### Given records
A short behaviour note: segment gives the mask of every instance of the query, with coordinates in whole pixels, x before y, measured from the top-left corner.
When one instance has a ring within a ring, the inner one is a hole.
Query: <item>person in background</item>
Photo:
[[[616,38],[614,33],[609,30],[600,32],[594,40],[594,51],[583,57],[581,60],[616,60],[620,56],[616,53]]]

### Task requirements
Which lines hold the word "instance"? Return all of them from the records above.

### Answer to the problem
A short behaviour note: segment gives the mask of every instance of the query, with coordinates in whole pixels, x before y, measured from the top-left corner.
When one instance has a ring within a ring, the inner one is a hole.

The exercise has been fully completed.